◆ Task prompt ◆
Look for the line containing "Where can the pale" in the records below. Then output it and all the lines that follow, exactly and without any others.

(Records from a dataset)
((
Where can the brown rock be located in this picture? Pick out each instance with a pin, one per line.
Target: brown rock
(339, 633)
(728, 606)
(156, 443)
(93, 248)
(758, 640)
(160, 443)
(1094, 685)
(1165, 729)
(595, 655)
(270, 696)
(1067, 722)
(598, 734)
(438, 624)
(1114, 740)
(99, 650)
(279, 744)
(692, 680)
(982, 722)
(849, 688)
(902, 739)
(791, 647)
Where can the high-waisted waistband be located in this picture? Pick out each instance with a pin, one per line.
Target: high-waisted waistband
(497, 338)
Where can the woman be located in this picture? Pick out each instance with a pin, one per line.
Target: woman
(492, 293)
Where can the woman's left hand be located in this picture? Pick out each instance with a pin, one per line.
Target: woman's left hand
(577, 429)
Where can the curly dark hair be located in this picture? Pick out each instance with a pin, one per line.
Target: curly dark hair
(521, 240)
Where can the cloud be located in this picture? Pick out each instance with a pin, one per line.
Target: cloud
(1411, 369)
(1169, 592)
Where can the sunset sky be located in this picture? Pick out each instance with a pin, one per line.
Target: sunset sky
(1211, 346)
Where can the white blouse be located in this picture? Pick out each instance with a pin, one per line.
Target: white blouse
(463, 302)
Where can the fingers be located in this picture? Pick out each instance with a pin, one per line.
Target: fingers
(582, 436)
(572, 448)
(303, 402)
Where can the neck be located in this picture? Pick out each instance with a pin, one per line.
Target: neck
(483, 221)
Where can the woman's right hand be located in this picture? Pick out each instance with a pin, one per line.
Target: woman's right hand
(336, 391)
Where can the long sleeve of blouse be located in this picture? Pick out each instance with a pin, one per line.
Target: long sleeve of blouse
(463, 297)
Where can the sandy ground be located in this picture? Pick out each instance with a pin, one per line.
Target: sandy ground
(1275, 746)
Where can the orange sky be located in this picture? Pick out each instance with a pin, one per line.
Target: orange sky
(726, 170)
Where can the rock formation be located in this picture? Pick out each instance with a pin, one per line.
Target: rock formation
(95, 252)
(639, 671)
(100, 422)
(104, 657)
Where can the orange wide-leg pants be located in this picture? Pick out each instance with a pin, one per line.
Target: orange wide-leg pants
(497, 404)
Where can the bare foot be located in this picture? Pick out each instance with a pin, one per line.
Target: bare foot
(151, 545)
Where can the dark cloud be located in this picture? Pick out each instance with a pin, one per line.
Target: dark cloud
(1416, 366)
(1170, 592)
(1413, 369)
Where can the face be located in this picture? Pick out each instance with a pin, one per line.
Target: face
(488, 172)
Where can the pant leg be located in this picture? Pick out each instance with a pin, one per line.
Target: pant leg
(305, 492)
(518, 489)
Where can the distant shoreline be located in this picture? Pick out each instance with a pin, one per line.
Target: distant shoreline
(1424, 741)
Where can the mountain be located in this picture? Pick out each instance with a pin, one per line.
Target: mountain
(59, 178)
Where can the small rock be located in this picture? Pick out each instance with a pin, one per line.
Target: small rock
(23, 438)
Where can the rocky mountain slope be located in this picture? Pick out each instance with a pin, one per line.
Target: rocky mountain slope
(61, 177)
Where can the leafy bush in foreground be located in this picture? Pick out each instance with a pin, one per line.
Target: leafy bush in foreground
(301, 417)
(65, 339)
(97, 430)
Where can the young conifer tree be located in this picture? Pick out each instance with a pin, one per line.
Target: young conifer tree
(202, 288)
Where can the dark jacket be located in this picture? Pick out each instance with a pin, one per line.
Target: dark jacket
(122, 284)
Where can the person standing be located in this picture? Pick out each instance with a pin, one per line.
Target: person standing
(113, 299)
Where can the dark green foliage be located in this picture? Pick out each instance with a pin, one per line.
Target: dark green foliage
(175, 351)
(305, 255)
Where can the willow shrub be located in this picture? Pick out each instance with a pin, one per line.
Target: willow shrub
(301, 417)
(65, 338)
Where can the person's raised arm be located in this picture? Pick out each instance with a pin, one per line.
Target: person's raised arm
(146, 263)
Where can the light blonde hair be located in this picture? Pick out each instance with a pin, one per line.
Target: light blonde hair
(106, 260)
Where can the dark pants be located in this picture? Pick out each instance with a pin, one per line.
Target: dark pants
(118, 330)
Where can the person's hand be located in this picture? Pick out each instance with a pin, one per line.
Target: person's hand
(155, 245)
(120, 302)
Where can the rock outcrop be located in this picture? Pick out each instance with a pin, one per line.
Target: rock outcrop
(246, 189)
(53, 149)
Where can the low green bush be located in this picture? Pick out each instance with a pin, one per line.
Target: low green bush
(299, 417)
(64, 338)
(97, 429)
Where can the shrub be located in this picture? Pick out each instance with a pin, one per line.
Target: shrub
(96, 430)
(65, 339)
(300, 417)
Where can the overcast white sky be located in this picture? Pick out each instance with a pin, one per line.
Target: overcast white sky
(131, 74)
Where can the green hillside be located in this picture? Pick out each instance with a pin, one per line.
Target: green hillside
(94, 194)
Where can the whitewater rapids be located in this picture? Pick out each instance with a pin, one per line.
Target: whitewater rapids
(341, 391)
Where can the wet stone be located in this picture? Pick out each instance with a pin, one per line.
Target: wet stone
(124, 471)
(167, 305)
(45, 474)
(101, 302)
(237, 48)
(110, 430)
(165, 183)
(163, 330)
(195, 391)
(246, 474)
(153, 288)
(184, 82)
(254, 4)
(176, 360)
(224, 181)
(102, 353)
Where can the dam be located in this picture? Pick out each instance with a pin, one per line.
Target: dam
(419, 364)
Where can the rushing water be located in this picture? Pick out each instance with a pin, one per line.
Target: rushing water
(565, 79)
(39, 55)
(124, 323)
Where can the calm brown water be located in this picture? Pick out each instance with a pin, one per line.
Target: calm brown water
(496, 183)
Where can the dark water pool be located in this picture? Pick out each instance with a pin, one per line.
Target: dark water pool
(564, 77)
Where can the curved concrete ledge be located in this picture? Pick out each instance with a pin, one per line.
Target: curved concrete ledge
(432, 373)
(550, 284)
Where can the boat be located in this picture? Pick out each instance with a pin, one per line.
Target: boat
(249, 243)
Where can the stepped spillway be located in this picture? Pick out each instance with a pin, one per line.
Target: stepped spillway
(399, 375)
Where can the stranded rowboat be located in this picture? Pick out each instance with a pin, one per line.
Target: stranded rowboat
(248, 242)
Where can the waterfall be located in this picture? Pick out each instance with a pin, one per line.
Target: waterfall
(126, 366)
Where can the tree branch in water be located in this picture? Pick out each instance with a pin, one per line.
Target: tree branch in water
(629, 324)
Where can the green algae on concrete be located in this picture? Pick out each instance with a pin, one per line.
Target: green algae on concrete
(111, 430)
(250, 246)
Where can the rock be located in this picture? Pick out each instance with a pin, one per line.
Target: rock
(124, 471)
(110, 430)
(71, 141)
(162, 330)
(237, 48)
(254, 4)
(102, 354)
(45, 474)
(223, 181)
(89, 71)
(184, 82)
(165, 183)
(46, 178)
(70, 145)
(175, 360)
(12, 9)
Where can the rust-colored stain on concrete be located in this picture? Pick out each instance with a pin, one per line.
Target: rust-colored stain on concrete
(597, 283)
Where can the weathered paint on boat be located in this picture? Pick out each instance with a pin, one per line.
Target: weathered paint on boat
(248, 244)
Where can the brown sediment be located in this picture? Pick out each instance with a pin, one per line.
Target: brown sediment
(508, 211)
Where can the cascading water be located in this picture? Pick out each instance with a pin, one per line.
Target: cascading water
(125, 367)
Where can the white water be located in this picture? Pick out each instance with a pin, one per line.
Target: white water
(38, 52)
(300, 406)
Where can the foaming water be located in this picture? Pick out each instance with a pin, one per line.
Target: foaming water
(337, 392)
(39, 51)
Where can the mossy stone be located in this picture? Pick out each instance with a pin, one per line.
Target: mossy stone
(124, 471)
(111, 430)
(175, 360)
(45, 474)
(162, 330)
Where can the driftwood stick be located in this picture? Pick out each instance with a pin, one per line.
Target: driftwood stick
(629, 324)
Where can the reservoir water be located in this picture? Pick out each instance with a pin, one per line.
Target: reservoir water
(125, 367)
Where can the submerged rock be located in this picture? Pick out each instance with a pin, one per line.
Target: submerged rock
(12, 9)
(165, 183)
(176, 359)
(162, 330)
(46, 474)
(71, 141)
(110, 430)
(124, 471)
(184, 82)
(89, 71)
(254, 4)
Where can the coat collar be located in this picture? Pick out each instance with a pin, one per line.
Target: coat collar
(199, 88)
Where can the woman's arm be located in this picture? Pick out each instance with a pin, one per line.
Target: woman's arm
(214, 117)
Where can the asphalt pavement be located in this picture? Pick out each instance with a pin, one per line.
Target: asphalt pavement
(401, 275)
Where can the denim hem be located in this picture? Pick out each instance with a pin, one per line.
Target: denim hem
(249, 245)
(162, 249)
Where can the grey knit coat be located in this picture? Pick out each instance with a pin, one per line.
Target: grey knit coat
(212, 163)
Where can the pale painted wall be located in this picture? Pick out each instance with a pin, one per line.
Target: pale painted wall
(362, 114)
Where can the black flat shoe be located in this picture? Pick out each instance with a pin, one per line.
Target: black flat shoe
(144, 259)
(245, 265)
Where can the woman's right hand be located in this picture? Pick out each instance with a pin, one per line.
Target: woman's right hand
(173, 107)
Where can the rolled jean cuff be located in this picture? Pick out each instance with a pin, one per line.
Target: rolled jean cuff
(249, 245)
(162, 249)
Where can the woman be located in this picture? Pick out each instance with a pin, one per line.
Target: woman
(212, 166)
))
◆ Task result ◆
Where can the pale painted wall be located in this picture? Pick out each instance with a pin, one per line.
Target: pale painted wall
(362, 114)
Where can the black flat shoe be located in this picture? Pick out each instance with a pin, one per line.
Target: black flat shoe
(144, 259)
(245, 265)
Where can the woman's right hand be located in this picture? Pick out each instance with a pin, one per line.
Target: woman's right hand
(173, 107)
Where can the rolled jean cuff be located in this picture? Pick out each instance with a pin, one per line.
Target: rolled jean cuff
(249, 245)
(162, 249)
Where can the woman be located in this picture? Pick out each instance with a pin, one per line.
Target: woman
(212, 166)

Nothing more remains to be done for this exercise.